__Exercise__.
Recast all the rows below as a Markdown table with the columns No. and Line, giving each non-blank line its own number and dropping blank lines. Leave the pictures out of the table.

__Records supplied__.
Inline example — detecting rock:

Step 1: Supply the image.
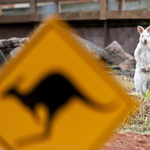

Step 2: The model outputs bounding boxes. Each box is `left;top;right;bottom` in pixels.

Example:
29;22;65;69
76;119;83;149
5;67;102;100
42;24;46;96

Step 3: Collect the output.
10;44;25;58
100;41;136;70
0;50;7;66
66;31;103;60
119;59;136;70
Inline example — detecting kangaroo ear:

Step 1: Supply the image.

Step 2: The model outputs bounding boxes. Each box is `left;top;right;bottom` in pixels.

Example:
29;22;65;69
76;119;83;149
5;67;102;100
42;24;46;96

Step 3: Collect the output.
137;26;144;33
146;26;150;33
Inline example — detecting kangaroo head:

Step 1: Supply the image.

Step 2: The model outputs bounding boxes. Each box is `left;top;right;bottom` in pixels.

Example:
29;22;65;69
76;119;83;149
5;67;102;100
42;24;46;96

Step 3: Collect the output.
137;26;150;45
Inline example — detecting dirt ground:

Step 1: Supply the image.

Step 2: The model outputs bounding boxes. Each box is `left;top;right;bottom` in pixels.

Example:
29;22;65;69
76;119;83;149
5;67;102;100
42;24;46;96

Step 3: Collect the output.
99;132;150;150
99;70;150;150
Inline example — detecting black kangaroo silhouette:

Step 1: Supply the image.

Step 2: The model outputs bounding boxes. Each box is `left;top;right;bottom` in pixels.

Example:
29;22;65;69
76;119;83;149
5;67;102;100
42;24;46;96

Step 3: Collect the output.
4;73;118;145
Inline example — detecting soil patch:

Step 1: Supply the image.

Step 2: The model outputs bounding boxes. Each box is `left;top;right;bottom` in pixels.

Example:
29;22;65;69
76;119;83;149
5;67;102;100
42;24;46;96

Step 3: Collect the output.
99;132;150;150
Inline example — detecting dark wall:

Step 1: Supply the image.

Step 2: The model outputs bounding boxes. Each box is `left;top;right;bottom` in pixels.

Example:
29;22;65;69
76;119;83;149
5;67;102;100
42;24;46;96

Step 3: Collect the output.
0;23;35;39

__In response__.
| No. | Line |
|---|---|
| 1 | Inline example — detecting rock: |
| 2 | Step 1: Supply the image. |
| 3 | Step 2: The model outputs bounding boxes. Each box is `left;top;right;bottom` in pixels. |
| 4 | Example: |
| 5 | 29;22;65;69 |
| 6 | 76;119;83;149 |
| 7 | 5;67;102;100 |
| 8 | 42;24;46;96 |
| 9 | Step 3: Collect the output. |
| 10 | 10;44;25;58 |
| 11 | 100;41;136;70 |
| 12 | 0;50;7;66 |
| 13 | 66;31;103;60 |
| 14 | 119;59;136;70 |
| 15 | Inline example — detecting kangaroo ear: |
| 16 | Step 1: Supply the image. |
| 17 | Step 2: The model outputs bounding boxes. Each box is `left;top;right;bottom` in pixels. |
| 18 | Example: |
| 19 | 29;22;65;69 |
| 20 | 76;119;83;149 |
| 21 | 5;67;102;100 |
| 22 | 42;24;46;96 |
| 23 | Step 3: Collect the output. |
| 24 | 137;26;144;33 |
| 25 | 146;26;150;33 |
| 26 | Inline example — detecting kangaroo head: |
| 27 | Step 1: Supply the image. |
| 28 | Step 2: The model outputs bounding boxes. Each box is `left;top;right;bottom` in pixels. |
| 29 | Example: |
| 30 | 29;22;65;69 |
| 31 | 76;119;83;149 |
| 32 | 5;67;102;100 |
| 33 | 42;24;46;96 |
| 34 | Step 3: Collect the output. |
| 35 | 137;26;150;45 |
| 36 | Inline example — detecting dirt ground: |
| 37 | Step 1: Supply the image. |
| 38 | Step 2: The model outputs bounding boxes. Each box is `left;top;right;bottom` in pixels. |
| 39 | Example: |
| 40 | 29;22;65;69 |
| 41 | 76;119;83;149 |
| 42 | 5;67;102;100 |
| 43 | 42;24;46;96 |
| 44 | Step 3: Collect the output. |
| 45 | 99;132;150;150 |
| 46 | 99;70;150;150 |
| 47 | Inline example — detecting black kangaroo silhouette: |
| 48 | Step 1: Supply the image. |
| 49 | Step 2: The model outputs bounding boxes. Each box is `left;top;right;bottom` in pixels. |
| 50 | Example: |
| 51 | 29;22;65;69 |
| 52 | 76;119;83;149 |
| 53 | 5;67;102;100 |
| 54 | 42;24;46;96 |
| 55 | Step 3: Collect the output. |
| 56 | 4;73;118;145 |
| 57 | Inline example — detecting soil patch: |
| 58 | Step 1: Supply the image. |
| 59 | Step 2: The model outputs bounding boxes. Each box is `left;top;right;bottom` in pixels. |
| 60 | Example: |
| 61 | 29;22;65;69 |
| 62 | 76;119;83;149 |
| 63 | 5;67;102;100 |
| 64 | 42;24;46;96 |
| 65 | Step 3: Collect the output. |
| 66 | 99;132;150;150 |
| 67 | Inline example — detecting dark wall: |
| 68 | Step 1: Supply the image. |
| 69 | Step 2: The model outputs bounding boxes. Each box is `left;top;right;bottom` in pixels. |
| 70 | Example: |
| 71 | 29;22;65;69 |
| 72 | 76;119;83;149 |
| 73 | 5;67;102;100 |
| 74 | 42;24;46;96 |
| 75 | Step 3: Collect the output. |
| 76 | 0;23;35;39 |